### WHAT YOU HAVE TO DO
With no images included, output each entry below exactly as it appears.

[Region pointing data]
• • •

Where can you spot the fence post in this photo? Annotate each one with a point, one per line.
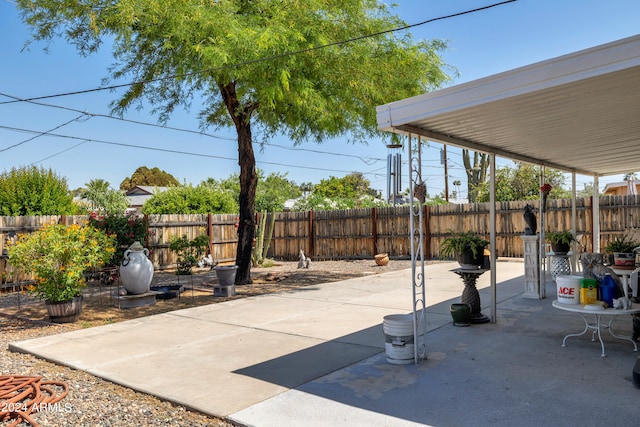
(311, 240)
(427, 233)
(146, 230)
(374, 226)
(210, 232)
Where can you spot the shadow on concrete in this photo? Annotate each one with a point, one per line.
(511, 372)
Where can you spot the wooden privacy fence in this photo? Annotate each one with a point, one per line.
(361, 233)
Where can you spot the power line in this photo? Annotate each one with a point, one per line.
(268, 58)
(366, 160)
(39, 134)
(165, 150)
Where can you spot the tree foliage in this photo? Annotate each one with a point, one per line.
(352, 186)
(271, 192)
(279, 67)
(34, 191)
(154, 177)
(188, 199)
(522, 183)
(103, 199)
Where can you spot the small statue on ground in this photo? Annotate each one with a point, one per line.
(531, 221)
(303, 261)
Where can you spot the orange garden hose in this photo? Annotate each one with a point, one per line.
(22, 395)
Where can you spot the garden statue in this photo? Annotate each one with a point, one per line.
(136, 271)
(530, 220)
(303, 261)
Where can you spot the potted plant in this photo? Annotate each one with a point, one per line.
(560, 241)
(467, 247)
(57, 256)
(188, 251)
(621, 248)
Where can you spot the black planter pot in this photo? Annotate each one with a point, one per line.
(466, 259)
(560, 248)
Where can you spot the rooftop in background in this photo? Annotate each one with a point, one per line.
(140, 194)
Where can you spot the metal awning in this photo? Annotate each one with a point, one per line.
(578, 113)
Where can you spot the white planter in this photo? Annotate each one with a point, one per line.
(136, 271)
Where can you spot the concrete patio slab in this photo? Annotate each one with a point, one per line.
(316, 357)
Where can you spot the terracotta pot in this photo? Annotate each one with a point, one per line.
(64, 311)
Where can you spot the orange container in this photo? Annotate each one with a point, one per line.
(588, 291)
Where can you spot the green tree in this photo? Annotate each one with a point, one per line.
(271, 193)
(34, 191)
(522, 183)
(103, 199)
(309, 70)
(144, 176)
(476, 169)
(352, 186)
(188, 199)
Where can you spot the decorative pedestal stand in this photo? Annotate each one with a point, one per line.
(560, 265)
(470, 294)
(532, 288)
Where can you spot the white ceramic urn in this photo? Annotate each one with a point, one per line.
(136, 270)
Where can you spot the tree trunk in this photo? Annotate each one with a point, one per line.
(247, 224)
(241, 115)
(476, 172)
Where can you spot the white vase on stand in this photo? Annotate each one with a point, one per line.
(136, 270)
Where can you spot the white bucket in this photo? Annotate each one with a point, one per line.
(398, 338)
(568, 289)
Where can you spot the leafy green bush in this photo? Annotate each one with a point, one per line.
(34, 191)
(126, 229)
(191, 200)
(189, 251)
(58, 256)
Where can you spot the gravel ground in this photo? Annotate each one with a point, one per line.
(95, 402)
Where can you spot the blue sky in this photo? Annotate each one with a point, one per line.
(480, 44)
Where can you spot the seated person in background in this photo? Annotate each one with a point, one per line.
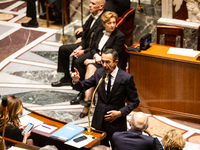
(77, 50)
(133, 139)
(173, 140)
(13, 129)
(107, 37)
(118, 6)
(100, 147)
(31, 12)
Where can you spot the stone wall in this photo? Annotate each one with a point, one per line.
(146, 21)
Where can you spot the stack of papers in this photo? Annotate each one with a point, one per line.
(81, 143)
(28, 119)
(45, 128)
(67, 132)
(183, 52)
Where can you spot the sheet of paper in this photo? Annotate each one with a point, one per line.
(28, 119)
(45, 128)
(183, 52)
(191, 146)
(16, 148)
(25, 112)
(80, 144)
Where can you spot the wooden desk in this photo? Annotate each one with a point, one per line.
(42, 138)
(167, 84)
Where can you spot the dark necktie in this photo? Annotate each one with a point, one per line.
(109, 85)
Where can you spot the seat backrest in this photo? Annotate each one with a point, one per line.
(126, 24)
(170, 34)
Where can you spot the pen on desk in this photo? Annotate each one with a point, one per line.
(46, 127)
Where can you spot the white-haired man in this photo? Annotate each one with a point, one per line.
(133, 139)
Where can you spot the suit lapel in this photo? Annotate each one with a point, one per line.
(116, 84)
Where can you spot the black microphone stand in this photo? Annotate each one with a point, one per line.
(89, 128)
(4, 103)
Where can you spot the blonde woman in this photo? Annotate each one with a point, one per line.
(13, 129)
(173, 140)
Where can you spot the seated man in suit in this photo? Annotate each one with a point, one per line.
(77, 50)
(133, 139)
(105, 37)
(111, 111)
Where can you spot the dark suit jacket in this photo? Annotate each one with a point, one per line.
(135, 140)
(87, 31)
(116, 41)
(118, 6)
(123, 87)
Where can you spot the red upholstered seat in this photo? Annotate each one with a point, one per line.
(170, 34)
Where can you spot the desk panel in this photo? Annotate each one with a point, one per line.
(166, 83)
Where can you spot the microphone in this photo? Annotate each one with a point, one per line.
(4, 101)
(4, 104)
(89, 128)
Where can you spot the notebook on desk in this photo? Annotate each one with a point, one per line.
(67, 132)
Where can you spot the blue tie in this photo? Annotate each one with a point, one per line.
(109, 85)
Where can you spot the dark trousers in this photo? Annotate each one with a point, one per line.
(63, 60)
(31, 9)
(108, 137)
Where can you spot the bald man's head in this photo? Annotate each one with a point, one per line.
(139, 121)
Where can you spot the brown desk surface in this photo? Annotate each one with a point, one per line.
(167, 84)
(160, 51)
(99, 135)
(43, 138)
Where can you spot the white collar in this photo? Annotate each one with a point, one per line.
(97, 15)
(114, 72)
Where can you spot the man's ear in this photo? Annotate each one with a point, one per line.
(101, 6)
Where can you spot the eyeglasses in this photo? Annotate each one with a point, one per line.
(106, 62)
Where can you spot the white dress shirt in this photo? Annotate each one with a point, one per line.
(113, 76)
(104, 39)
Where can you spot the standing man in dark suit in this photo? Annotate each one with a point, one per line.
(118, 6)
(133, 139)
(77, 50)
(110, 112)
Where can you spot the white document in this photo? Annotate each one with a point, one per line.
(28, 119)
(183, 52)
(17, 148)
(191, 146)
(45, 128)
(81, 143)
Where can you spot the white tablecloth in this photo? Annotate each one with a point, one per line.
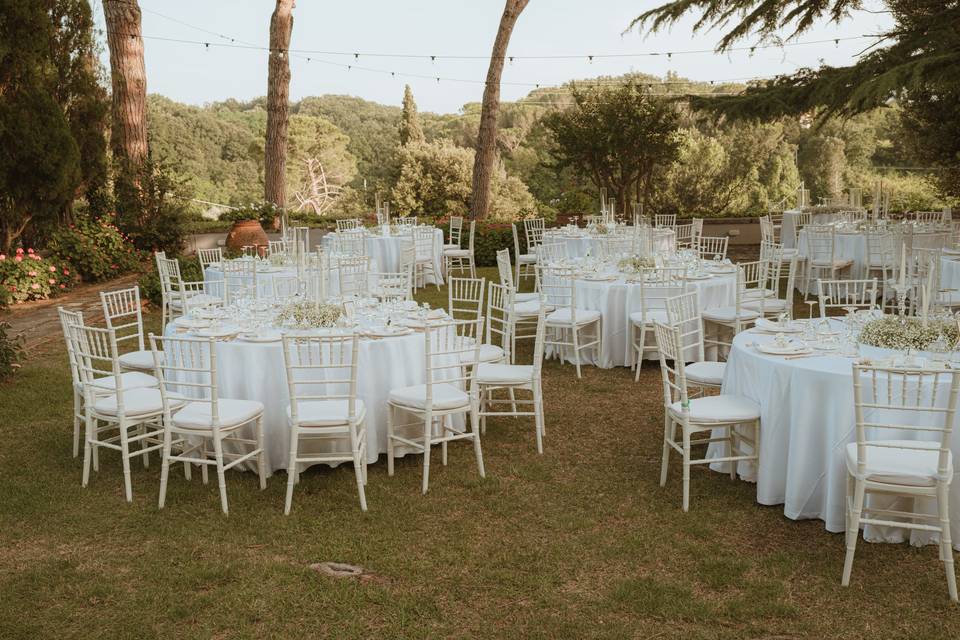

• • •

### SOLUTION FOR THIS TASK
Where can you spot the fence post in this photo? Annotate each one with a point, one per line.
(311, 240)
(427, 233)
(146, 230)
(374, 226)
(210, 232)
Where can you spot the shadow on concrete in this photo? Annotate each one with a point, one per line.
(511, 372)
Where can you spot the wooden privacy fence in this photo? Annotate each one with a point, one per line.
(361, 233)
Where can you spot the power line in this photo? Annotate each one with a point, one per line.
(268, 58)
(366, 160)
(39, 134)
(165, 150)
Where can you spot the tree foliage in this photo? Annotate each one with a point, one per line.
(352, 186)
(271, 192)
(279, 67)
(34, 191)
(154, 177)
(188, 199)
(522, 183)
(103, 199)
Where can you spot the small statue on ground in this photo? Annotate each one with a point, one per line.
(531, 221)
(303, 261)
Where can you spot the orange garden hose in this photo? Annotate each one with a point, one per line.
(22, 395)
Where can you spot the garden statue in this photo? Annotate each one with a point, one per line.
(136, 271)
(530, 220)
(303, 261)
Where can you spot the potted plant in this photo? Annotate each one with a point, one per line.
(560, 241)
(467, 247)
(57, 256)
(188, 251)
(621, 248)
Where can you spot the black planter pot in this photo? Annotate each one with a point, one per line.
(466, 259)
(560, 248)
Where can you spot the rooftop in background in this photo? Annotate each one with a point, one per line.
(140, 194)
Where can you spot the metal awning in this photo? Annotate each one with a point, one per line.
(578, 113)
Where can you spot the white planter in this photo? Annotate each one with a point, one per line.
(136, 271)
Where can you spot the concrete patio slab in this photo? Annotate each one with a point, one per line.
(316, 357)
Where can you spot the terracotta pot in this photo? Annotate each one with a point, one per line.
(64, 311)
Where can you spot the orange container in this photo? Annotate each one with a point, one per line.
(588, 291)
Where can you spot the green tree in this photo? Annotate each one with a point, one per line.
(271, 193)
(34, 191)
(522, 183)
(103, 199)
(309, 70)
(144, 176)
(476, 169)
(352, 186)
(188, 199)
Where can you spot the decorative pedestal stand in this photo? Annotate each one with a point, one per line.
(560, 265)
(470, 294)
(532, 288)
Where can you spot the white ceramic urn in this photo? Annotate each one with a point, one per line.
(136, 270)
Where can you spot the tree trunk in this photo? Annotate each one with a point, one per line.
(247, 224)
(241, 115)
(476, 172)
Where can you spot the white vase on stand in this photo? Annotate each one with a point, one per line.
(136, 270)
Where can you spot the white bucket in this photo? Annotate each one with a point, one per line.
(398, 338)
(568, 289)
Where can you spot the leafy green bush in this photo? Annotate each one with a point, one per line.
(34, 191)
(126, 229)
(191, 200)
(189, 251)
(58, 256)
Where can you spot the gravel ground in this photo? Annotate each one with a point, one per line.
(95, 402)
Where can you spot the blue sky in this photo? Annotate each one with a point, one per line.
(480, 44)
Where can you spot the seated person in background in this photo? Annotate each one with a point, one per line.
(77, 50)
(133, 139)
(173, 140)
(13, 129)
(107, 37)
(118, 6)
(100, 147)
(31, 12)
Where can you spot the stone wall in this photo? Annotate each one with a point, one per line.
(146, 21)
Where can you spot the stack of papers in this photo? Annotate each one with a point, one per line.
(81, 143)
(28, 119)
(45, 128)
(67, 132)
(183, 52)
Where can you spot the sheet of paper in this photo? Annotate each one with a point, one per line.
(28, 119)
(45, 128)
(183, 52)
(191, 146)
(16, 148)
(25, 112)
(80, 144)
Where can you spot the wooden desk in this photo? Annotate each one with a point, one per line.
(42, 138)
(167, 84)
Where can you spot the dark necktie in this photo? Annotate each one with a point, one per line.
(109, 85)
Where can you spot the seat backrest in this photo? Annotate each one with a point, one per line.
(126, 24)
(170, 34)
Where can you spot the pen on desk in this photo? Annotate each one with a point, one per line.
(46, 127)
Where can you spot the white-haired man in this photo? Annotate each one with a point, one per line.
(133, 139)
Where can you spot the suit lapel in this photo? Annotate each one with a point, one per line.
(116, 84)
Where can you spot the black microphone stand in this photo? Annotate each one with a point, one per line.
(89, 128)
(4, 103)
Where can you spot the blonde woman in this photo? Annotate each one with a point, one per line.
(13, 129)
(173, 140)
Where can you spot the seated man in suit in this photo? Annotate each one with a point, one per line.
(77, 50)
(133, 139)
(105, 37)
(111, 111)
Where can you spot the dark suit jacket in this photo? Annotate each one with a point, one per line.
(135, 140)
(87, 31)
(116, 41)
(118, 6)
(123, 87)
Where can you spot the red upholstered seat in this photo? Annotate each one with a point, one per line.
(170, 34)
Where can you spot the desk panel in this photo? Annotate each one with a point, one per line.
(166, 83)
Where can you spot the microphone in this photo? Annotate each one with a point, one per line.
(4, 101)
(4, 104)
(89, 128)
Where can you spot the notebook on desk in this photo? Annotate each one with a point, one per line.
(67, 132)
Where can you spot the blue tie in this photo? Annotate each one with a point, one per line.
(109, 85)
Where can you spot the dark trousers in this photo? Annotate each one with a point, one per line.
(63, 60)
(31, 9)
(108, 137)
Where can you spot the bald man's head in this photo? Annotate each one with a point, one per line.
(139, 121)
Where can you spot the brown desk surface in this photo? Annotate each one with a point, one per line.
(167, 84)
(160, 51)
(99, 135)
(43, 138)
Where can you spot the white collar in this photo? Annotate each one with a point, one per line.
(97, 15)
(114, 72)
Where can you spot the man's ear in this photo? Annotate each one with a point, one per line.
(101, 6)
Where can you spot the eyeglasses in this photo? Annotate each one with a point, one per line.
(106, 62)
Where can you spot the white dress shirt in this photo? Annotate each one with a point, one per line.
(113, 76)
(104, 39)
Where can you spot the standing man in dark suit in this photo? Annotate each one with a point, one per line.
(118, 6)
(133, 139)
(77, 50)
(110, 112)
Where can you spot the white document in this photo? Annotate each one with a point, one per line.
(28, 119)
(183, 52)
(17, 148)
(191, 146)
(45, 128)
(81, 143)
Where can you spot the white tablecloth in this photo? Annotate each one with a point, one per line.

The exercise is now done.